Set problem:
Please write out the material that follows, exactly as it stands.

------ Supplied records ------

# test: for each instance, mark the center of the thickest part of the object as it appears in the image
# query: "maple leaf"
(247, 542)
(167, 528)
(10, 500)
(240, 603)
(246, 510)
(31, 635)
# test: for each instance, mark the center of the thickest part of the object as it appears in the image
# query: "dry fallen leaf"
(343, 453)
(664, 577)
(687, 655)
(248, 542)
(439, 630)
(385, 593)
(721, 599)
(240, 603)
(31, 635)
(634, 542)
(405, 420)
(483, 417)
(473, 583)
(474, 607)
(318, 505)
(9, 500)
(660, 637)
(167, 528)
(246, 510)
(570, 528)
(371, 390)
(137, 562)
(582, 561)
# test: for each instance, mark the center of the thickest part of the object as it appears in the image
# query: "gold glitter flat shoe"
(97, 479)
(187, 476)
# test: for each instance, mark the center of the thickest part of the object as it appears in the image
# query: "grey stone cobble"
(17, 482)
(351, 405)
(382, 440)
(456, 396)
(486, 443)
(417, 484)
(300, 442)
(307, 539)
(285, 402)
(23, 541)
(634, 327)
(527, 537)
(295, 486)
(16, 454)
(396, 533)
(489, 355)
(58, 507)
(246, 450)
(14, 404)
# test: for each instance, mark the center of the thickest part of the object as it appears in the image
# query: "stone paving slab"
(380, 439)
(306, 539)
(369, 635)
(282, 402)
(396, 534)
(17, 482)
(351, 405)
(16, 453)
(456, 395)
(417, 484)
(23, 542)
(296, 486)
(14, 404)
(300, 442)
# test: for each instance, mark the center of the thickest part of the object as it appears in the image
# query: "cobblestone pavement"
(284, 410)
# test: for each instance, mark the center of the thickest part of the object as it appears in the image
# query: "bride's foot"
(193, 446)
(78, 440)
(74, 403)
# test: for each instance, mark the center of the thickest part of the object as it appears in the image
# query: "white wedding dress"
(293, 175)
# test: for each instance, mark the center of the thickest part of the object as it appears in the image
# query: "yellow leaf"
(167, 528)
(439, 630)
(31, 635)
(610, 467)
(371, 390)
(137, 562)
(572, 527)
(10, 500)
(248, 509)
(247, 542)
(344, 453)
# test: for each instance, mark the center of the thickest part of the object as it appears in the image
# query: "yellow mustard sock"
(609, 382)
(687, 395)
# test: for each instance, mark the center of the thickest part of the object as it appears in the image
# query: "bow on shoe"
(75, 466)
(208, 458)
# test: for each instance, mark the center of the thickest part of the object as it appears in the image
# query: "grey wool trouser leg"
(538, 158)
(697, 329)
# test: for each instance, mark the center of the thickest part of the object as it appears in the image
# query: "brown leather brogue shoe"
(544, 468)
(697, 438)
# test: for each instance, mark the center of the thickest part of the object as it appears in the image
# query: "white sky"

------

Task solution:
# test: for each instance, mark the center of the thickest part of the object as it appears in the image
# query: "maple leaf"
(247, 542)
(167, 528)
(10, 500)
(240, 603)
(246, 510)
(31, 635)
# test: for each instance, mark the center of the thickest part of the object as it appears in the image
# query: "dry fallen leaf"
(343, 453)
(664, 577)
(687, 655)
(248, 542)
(439, 630)
(385, 593)
(721, 599)
(240, 603)
(31, 635)
(634, 542)
(405, 420)
(483, 417)
(473, 583)
(474, 607)
(318, 505)
(9, 500)
(660, 637)
(167, 528)
(246, 510)
(570, 528)
(371, 390)
(137, 562)
(582, 561)
# test: for each instance, mark the center of the thickest part of the object as it appears in the image
# query: "gold glitter flat shoe"
(97, 479)
(187, 476)
# test: for each instance, mark the center of the thickest part of the object as it appears in the image
# query: "grey stone cobble"
(17, 482)
(351, 405)
(382, 440)
(456, 396)
(486, 443)
(417, 484)
(300, 442)
(307, 539)
(285, 402)
(23, 541)
(634, 327)
(527, 537)
(295, 486)
(16, 454)
(396, 533)
(489, 355)
(58, 507)
(246, 450)
(14, 404)
# test: for each instance, mark the center of the thickest part of the object as it appears in the image
# query: "stone paving slab"
(380, 439)
(306, 539)
(369, 635)
(282, 402)
(396, 534)
(17, 482)
(351, 405)
(16, 453)
(456, 395)
(417, 484)
(23, 542)
(296, 486)
(14, 404)
(300, 442)
# test: for each instance, mark the center of the thickest part of the object as it appears in the image
# query: "cobblestone pavement"
(284, 410)
# test: for each instance, mark the center of the thickest part of the object as it appears in the image
# query: "bride's foot"
(193, 446)
(78, 440)
(74, 403)
# test: for each instance, mark the center of the thickest part of the object as it appears in the image
# query: "white wedding dress"
(293, 175)
# test: for each instance, mark the center of the thickest part of the object as it appears in the image
# query: "yellow leaf"
(167, 528)
(439, 630)
(31, 635)
(610, 467)
(371, 390)
(137, 562)
(572, 527)
(10, 500)
(248, 509)
(247, 542)
(344, 453)
# test: for each instance, mark the center of the thickest part of the object as it appears in the image
# query: "yellow mustard sock"
(609, 382)
(687, 395)
# test: for each instance, mark the center of the thickest part of the object as it appears in the image
# query: "bow on shoe"
(75, 466)
(208, 458)
# test: for each instance, mark the center of the thickest part of the object as it appears in the image
# query: "grey wool trouser leg"
(538, 158)
(697, 329)
# test: for each instance, mark the center of the thickest part of the object as it appears in the image
# query: "brown leather brogue shoe"
(544, 468)
(697, 438)
# test: for each instance, mark the center of the thickest part of the object as it appears in the image
# query: "white sky"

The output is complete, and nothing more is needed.